◆ THE PROBLEM:
Can you copy out every line of the material below between the line containing "Practice. Locate the sign" and the line containing "119), (374, 205)]", inclusive, requests included, adding -58 to each number in the reported coordinates but leaving the requests and their sample coordinates unchanged?

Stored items
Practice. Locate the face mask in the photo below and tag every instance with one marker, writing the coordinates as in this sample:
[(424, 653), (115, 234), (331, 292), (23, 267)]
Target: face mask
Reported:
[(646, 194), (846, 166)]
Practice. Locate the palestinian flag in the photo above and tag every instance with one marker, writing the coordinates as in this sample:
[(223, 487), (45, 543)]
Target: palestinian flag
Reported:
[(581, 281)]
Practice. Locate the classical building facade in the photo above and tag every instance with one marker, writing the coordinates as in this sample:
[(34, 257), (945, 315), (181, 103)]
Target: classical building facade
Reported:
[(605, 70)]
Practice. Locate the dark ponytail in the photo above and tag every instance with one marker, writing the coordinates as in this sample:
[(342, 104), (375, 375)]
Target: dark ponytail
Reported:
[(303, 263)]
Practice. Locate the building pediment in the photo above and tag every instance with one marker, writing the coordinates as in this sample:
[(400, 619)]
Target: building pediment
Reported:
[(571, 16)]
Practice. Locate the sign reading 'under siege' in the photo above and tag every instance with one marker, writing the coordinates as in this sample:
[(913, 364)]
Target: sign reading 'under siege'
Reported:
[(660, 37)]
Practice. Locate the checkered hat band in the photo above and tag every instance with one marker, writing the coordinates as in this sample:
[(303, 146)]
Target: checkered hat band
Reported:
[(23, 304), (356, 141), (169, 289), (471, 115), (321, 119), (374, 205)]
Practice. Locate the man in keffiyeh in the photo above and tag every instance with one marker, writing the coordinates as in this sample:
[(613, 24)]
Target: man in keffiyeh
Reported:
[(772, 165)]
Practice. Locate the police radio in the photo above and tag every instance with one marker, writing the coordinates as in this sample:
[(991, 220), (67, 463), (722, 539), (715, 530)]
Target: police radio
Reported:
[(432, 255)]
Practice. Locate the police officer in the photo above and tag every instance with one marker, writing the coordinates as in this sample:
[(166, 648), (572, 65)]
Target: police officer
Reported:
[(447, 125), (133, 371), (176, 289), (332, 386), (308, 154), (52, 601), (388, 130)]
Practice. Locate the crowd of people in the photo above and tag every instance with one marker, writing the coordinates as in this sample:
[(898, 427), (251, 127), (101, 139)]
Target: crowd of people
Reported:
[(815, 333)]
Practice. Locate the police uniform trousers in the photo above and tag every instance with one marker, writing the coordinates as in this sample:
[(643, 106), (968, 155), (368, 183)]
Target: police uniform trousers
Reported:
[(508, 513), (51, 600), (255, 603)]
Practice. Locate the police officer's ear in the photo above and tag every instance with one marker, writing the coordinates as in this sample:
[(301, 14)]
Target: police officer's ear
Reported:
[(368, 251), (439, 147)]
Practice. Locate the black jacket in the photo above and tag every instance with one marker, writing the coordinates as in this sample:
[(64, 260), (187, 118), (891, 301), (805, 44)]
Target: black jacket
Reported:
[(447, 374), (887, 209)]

◆ CORRECT RESPONSE:
Practice. Locate the sign reading 'under siege' in the photo above and tag every instance with one marker, writing the coordinates as in this sample:
[(913, 364)]
Target: sign reading 'under siege'
Reported:
[(602, -21)]
Practice. Locate the checkered hat band in the photo above and tag every instance with one marker, writing the coordinates as in this sample:
[(303, 146)]
Target: checkered hat band
Reported:
[(-35, 246), (298, 83), (111, 231), (413, 57), (263, 61), (316, 147)]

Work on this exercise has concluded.